DATA PROVIDED =>
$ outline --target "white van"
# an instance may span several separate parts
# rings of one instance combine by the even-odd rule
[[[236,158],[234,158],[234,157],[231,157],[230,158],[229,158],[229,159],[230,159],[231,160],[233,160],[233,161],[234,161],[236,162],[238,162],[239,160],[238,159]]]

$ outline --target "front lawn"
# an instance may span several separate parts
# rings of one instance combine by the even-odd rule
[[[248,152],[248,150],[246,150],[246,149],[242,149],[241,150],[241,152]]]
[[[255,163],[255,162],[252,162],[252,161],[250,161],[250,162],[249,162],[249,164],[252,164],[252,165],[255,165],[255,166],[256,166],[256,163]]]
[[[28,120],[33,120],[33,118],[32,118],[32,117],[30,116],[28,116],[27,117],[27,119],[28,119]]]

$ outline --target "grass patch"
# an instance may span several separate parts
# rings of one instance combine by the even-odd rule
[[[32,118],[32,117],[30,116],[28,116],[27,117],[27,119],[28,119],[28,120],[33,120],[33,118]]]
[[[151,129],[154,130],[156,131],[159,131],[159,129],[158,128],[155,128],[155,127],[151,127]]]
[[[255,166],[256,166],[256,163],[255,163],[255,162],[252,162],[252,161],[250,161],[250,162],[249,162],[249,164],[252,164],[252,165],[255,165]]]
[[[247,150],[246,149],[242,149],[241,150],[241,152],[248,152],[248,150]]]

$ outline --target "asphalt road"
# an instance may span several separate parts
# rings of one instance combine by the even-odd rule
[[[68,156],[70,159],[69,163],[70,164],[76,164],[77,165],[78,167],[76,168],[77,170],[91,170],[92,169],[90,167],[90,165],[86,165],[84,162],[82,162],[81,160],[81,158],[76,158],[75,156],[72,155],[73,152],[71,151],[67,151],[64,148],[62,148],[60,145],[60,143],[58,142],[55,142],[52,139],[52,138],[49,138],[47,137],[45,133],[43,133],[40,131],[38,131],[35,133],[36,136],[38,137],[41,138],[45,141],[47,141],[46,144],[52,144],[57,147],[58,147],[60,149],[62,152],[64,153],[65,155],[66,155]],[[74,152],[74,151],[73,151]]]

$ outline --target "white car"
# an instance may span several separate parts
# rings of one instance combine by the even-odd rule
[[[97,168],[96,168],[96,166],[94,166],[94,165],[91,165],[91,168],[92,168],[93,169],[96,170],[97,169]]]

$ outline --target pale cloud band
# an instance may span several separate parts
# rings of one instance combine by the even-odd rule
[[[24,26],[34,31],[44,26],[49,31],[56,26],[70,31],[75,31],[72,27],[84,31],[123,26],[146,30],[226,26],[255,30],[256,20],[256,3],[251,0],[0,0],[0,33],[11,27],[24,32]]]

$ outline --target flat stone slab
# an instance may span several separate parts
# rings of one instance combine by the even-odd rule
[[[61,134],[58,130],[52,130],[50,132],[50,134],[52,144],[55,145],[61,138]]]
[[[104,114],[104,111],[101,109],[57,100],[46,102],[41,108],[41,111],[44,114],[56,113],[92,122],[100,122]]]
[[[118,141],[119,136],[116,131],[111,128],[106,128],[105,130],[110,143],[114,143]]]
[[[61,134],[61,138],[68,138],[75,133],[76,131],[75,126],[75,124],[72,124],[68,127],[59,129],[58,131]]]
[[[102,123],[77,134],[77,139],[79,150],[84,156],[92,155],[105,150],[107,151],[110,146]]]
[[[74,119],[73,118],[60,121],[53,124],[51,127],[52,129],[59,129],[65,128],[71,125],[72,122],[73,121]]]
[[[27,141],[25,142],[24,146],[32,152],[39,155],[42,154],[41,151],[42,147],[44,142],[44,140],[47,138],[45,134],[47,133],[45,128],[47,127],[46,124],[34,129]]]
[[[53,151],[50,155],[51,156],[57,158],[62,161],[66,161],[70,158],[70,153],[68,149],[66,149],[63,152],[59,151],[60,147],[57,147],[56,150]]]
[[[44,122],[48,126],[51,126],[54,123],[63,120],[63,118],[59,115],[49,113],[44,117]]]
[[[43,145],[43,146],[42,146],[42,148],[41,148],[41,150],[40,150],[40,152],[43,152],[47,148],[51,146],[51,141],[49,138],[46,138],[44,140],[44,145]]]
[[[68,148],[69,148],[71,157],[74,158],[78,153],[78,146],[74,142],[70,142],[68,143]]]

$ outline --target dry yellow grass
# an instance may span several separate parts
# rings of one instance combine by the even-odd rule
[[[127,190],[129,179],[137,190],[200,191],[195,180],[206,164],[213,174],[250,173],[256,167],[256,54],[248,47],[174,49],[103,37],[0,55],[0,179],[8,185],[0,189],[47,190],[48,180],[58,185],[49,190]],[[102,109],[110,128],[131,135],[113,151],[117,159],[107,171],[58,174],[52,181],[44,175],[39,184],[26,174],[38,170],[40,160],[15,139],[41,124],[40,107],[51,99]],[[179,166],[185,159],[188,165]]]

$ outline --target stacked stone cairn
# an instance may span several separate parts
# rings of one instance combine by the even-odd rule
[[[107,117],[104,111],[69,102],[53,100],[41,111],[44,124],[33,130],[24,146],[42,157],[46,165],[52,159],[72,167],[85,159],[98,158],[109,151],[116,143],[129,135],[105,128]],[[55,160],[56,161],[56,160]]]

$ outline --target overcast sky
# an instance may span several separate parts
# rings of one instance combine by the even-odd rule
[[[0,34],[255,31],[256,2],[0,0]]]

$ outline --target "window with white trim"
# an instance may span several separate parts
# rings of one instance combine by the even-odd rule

EXERCISE PROMPT =>
Can you format the records above as a numbered list, leaving out the blank lines?

PROBLEM SOLUTION =>
1. $ outline --target "white van"
2. # an instance may span several separate parts
3. # rings of one instance combine by the even-odd rule
4. [[[236,158],[234,158],[234,157],[231,157],[230,158],[229,158],[229,159],[230,159],[231,160],[233,160],[233,161],[234,161],[236,162],[238,162],[239,160],[238,159]]]
5. $ outline --target "front lawn"
6. # an instance may span several separate parts
7. # rings of one instance combine by the even-odd rule
8. [[[248,152],[248,150],[246,150],[246,149],[242,149],[241,150],[241,152]]]
9. [[[255,163],[255,162],[252,162],[252,161],[250,161],[250,162],[249,162],[249,164],[252,164],[252,165],[255,165],[255,166],[256,166],[256,163]]]
10. [[[28,120],[33,120],[33,118],[32,118],[32,117],[30,116],[28,116],[27,117],[27,119],[28,119]]]
11. $ outline --target "grass patch"
12. # an instance may span several separate parts
13. # rings of one instance combine by the even-odd rule
14. [[[32,118],[32,117],[30,116],[28,116],[27,117],[27,119],[28,119],[28,120],[33,120],[33,118]]]
15. [[[151,129],[154,130],[156,131],[159,131],[159,129],[158,128],[155,128],[155,127],[151,127]]]
16. [[[255,166],[256,166],[256,163],[255,163],[255,162],[252,162],[252,161],[250,161],[250,162],[249,162],[249,164],[252,164],[252,165],[255,165]]]
17. [[[247,150],[246,149],[242,149],[241,150],[241,152],[248,152],[248,150]]]
18. $ outline --target "asphalt road"
19. # an instance may span several separate parts
20. # rings of one instance combine by the even-odd rule
21. [[[68,156],[70,159],[69,163],[70,164],[76,164],[77,165],[78,167],[76,168],[77,170],[91,170],[92,169],[90,167],[90,165],[86,165],[84,162],[82,162],[81,160],[81,158],[76,158],[75,156],[72,155],[73,152],[71,151],[67,151],[64,148],[62,148],[60,145],[60,143],[58,142],[55,142],[52,139],[52,138],[49,138],[47,137],[45,133],[43,133],[40,131],[38,131],[35,133],[36,136],[38,137],[41,138],[45,141],[47,141],[46,144],[52,144],[57,147],[58,147],[60,149],[62,152],[64,153],[65,155],[66,155]],[[74,152],[74,151],[73,151]]]
22. $ outline --target "white car"
23. # an instance may span several separate parts
24. # rings of one instance combine by the even-odd rule
25. [[[97,168],[96,168],[96,166],[94,166],[94,165],[91,165],[91,168],[92,168],[93,169],[96,170],[97,169]]]
26. $ outline --target pale cloud band
27. # an instance may span several separate parts
28. # rings of one instance combine by the even-odd rule
29. [[[24,26],[34,31],[44,26],[49,31],[56,26],[70,31],[75,31],[72,27],[84,31],[123,26],[146,30],[226,26],[255,30],[256,20],[256,3],[251,0],[0,0],[0,33],[11,27],[24,32]]]
30. $ outline --target flat stone slab
31. # an instance may span several separate parts
32. # rings of one instance combine by the even-odd rule
33. [[[61,134],[58,130],[52,130],[50,132],[50,134],[52,144],[55,145],[61,138]]]
34. [[[104,114],[104,111],[101,109],[57,100],[46,102],[41,108],[41,111],[44,114],[56,113],[92,122],[100,122]]]
35. [[[118,141],[119,136],[116,131],[111,128],[106,128],[105,130],[110,143],[114,143]]]
36. [[[61,134],[61,138],[68,138],[75,133],[76,131],[75,126],[75,124],[72,124],[68,127],[59,129],[58,131]]]
37. [[[102,123],[77,134],[77,139],[79,150],[84,156],[92,155],[105,150],[107,151],[110,146]]]
38. [[[74,119],[73,118],[60,121],[53,124],[51,127],[52,129],[59,129],[65,128],[71,125],[72,122],[73,121]]]
39. [[[27,141],[25,142],[24,146],[32,152],[39,155],[42,154],[41,151],[42,147],[44,142],[44,140],[47,138],[45,134],[47,133],[45,128],[47,127],[46,124],[34,129]]]
40. [[[53,151],[50,155],[51,156],[57,158],[62,161],[66,161],[70,158],[70,153],[68,149],[66,149],[63,152],[59,151],[60,147],[57,147],[56,150]]]
41. [[[44,122],[48,126],[51,126],[54,123],[63,120],[63,118],[59,115],[49,113],[44,117]]]
42. [[[43,145],[43,146],[42,146],[42,148],[41,148],[41,150],[40,150],[40,152],[43,152],[47,148],[51,146],[51,141],[49,138],[46,138],[44,140],[44,145]]]
43. [[[68,148],[69,148],[71,157],[74,158],[78,153],[78,146],[74,142],[70,142],[68,143]]]
44. $ outline --target dry yellow grass
45. # an instance may span several separate parts
46. # rings of one instance combine by the even-odd rule
47. [[[127,190],[129,179],[137,190],[200,191],[195,180],[206,164],[213,174],[250,173],[256,167],[256,54],[248,47],[174,49],[103,37],[0,55],[0,179],[8,185],[0,189],[47,190],[48,180],[58,185],[49,190]],[[102,109],[110,128],[131,135],[113,151],[117,159],[107,171],[58,174],[52,181],[44,175],[39,184],[26,174],[38,170],[40,160],[15,139],[41,124],[40,107],[51,99]],[[179,166],[185,159],[188,165]]]
48. $ outline --target stacked stone cairn
49. # an instance may span several separate parts
50. # rings of one instance combine by the even-odd rule
51. [[[107,117],[104,111],[69,102],[53,100],[41,111],[44,124],[33,130],[24,146],[42,157],[46,165],[52,159],[72,167],[85,159],[98,158],[109,151],[116,143],[129,135],[105,128]],[[55,160],[56,161],[56,160]]]
52. $ outline --target overcast sky
53. # an instance may span several separate parts
54. # rings of one instance combine by the even-odd rule
55. [[[0,34],[255,31],[256,2],[0,0]]]
56. $ outline --target "window with white trim"
57. # an instance may span several separate parts
58. # rings of one instance combine by the even-odd rule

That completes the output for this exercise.